■ **GIVEN DATA**:
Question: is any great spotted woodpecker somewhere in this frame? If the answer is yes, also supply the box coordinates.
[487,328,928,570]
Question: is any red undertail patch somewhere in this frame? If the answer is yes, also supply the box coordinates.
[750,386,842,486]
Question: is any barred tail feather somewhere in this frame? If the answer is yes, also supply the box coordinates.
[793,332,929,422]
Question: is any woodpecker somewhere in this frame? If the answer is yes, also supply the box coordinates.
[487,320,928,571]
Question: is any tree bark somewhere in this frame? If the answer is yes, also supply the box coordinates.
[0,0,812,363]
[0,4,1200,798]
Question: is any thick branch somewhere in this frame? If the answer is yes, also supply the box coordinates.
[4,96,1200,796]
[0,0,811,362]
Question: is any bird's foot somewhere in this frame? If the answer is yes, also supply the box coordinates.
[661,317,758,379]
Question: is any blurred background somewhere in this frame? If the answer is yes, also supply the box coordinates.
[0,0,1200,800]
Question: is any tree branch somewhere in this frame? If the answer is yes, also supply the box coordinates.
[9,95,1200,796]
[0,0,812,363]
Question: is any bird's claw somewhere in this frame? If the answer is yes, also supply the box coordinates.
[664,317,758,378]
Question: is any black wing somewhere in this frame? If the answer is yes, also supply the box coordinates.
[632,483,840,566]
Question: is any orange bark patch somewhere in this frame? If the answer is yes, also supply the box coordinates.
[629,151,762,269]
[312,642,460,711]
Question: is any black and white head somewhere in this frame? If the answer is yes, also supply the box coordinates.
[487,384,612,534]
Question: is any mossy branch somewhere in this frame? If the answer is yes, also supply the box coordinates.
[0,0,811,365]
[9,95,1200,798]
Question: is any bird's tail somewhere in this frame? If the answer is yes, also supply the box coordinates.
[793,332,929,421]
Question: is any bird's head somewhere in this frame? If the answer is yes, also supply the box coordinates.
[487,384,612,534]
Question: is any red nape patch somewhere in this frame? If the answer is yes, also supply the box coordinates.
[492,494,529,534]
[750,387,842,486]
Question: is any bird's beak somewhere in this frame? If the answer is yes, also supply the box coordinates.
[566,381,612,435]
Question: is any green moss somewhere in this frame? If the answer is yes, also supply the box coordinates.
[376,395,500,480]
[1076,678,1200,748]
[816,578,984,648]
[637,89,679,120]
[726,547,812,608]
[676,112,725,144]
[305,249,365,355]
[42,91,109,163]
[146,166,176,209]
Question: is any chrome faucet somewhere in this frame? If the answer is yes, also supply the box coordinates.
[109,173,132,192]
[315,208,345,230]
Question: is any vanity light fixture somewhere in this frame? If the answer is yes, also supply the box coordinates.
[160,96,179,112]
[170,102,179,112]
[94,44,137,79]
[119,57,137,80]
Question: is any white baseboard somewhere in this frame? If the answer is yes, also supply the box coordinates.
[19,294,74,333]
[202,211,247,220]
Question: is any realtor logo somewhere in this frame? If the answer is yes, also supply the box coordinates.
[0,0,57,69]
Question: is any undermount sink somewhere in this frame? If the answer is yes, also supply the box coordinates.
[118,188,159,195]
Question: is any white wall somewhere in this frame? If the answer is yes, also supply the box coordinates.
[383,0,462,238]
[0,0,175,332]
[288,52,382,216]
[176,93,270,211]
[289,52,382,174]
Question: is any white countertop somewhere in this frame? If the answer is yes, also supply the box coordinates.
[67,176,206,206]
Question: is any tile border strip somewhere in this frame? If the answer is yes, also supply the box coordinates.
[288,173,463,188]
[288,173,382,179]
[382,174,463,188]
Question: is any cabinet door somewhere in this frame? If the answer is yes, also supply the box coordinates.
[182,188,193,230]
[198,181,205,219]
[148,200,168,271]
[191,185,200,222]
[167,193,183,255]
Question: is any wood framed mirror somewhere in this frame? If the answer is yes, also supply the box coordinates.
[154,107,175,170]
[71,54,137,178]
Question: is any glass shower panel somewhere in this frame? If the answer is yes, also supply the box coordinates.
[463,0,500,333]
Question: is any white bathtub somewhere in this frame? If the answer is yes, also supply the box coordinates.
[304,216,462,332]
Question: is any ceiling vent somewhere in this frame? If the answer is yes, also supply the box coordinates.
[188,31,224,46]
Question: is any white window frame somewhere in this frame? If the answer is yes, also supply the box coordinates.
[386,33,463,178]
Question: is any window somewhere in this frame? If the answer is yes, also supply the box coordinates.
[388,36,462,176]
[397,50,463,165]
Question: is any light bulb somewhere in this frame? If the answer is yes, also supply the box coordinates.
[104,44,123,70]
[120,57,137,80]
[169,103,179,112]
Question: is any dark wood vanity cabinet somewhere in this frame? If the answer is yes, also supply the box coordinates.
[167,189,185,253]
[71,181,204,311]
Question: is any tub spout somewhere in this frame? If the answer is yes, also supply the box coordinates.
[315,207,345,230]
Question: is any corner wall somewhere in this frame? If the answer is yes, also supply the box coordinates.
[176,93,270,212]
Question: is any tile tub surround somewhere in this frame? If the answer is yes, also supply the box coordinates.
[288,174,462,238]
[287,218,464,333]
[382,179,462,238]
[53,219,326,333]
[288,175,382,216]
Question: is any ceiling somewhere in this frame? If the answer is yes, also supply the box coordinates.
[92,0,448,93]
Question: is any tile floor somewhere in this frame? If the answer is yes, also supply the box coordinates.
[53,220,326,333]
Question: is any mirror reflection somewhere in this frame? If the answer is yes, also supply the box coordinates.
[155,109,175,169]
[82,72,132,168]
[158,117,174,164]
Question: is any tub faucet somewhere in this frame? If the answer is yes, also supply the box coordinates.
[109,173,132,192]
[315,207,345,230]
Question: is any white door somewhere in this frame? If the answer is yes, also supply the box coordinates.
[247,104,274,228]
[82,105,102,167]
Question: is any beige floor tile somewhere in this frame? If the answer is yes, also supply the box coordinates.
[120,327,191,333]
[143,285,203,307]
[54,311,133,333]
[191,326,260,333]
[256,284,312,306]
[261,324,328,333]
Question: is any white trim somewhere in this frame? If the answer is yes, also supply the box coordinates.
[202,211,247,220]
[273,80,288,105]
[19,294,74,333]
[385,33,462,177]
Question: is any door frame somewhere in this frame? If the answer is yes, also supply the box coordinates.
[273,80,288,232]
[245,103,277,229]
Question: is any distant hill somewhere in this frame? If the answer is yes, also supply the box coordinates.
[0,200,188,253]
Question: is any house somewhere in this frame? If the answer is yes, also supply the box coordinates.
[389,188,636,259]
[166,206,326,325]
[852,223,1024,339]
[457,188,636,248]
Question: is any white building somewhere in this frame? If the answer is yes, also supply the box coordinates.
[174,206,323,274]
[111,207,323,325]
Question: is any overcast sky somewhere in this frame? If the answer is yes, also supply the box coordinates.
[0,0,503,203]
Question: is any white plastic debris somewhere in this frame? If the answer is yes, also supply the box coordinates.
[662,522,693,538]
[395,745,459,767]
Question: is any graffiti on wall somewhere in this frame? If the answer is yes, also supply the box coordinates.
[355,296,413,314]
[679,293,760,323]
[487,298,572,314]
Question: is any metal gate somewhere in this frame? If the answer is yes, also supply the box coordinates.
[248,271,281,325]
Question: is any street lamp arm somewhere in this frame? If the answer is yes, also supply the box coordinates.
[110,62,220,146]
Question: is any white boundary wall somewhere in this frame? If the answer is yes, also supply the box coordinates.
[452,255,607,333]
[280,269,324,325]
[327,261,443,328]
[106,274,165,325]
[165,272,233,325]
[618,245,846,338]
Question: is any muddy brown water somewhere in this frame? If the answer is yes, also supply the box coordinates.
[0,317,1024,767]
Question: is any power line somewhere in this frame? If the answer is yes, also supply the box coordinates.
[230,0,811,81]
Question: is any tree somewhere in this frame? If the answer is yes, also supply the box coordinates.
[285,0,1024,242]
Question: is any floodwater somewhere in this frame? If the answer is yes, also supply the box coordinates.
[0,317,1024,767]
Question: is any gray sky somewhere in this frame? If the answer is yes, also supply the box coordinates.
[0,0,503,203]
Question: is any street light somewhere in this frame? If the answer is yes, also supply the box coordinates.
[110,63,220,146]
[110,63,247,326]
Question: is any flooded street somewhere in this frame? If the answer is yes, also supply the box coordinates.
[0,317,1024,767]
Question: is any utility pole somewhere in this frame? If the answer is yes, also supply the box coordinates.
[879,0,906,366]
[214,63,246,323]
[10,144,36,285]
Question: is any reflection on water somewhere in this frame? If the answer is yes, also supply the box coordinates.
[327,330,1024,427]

■ **OBJECTIVE**:
Rewrite the entries between the lines holding "Question: is any bird's foot" and "[632,483,840,566]", inclusive, with the requests included and every box coordinate shifted up by 29. Give only those lines.

■ **WRITTEN ANSWER**:
Question: is any bird's foot somewhere in this frame? If the answer is yes, also supply the box coordinates.
[690,346,787,408]
Question: is any blurred background somewhere in this frame? If the answer is yes, also supply the box coordinates.
[29,29,1229,829]
Question: is any tree branch somewhere in this frame? If the answer is yes, also supply the box coordinates.
[38,124,1229,825]
[29,29,841,392]
Question: is any bird's claw somewhere in this frame? If the answer is yes, also supply the box coordinates.
[693,346,787,407]
Question: is any black wing somewhere in this frame? If the answer is yes, also supply the box coordinates.
[661,512,869,595]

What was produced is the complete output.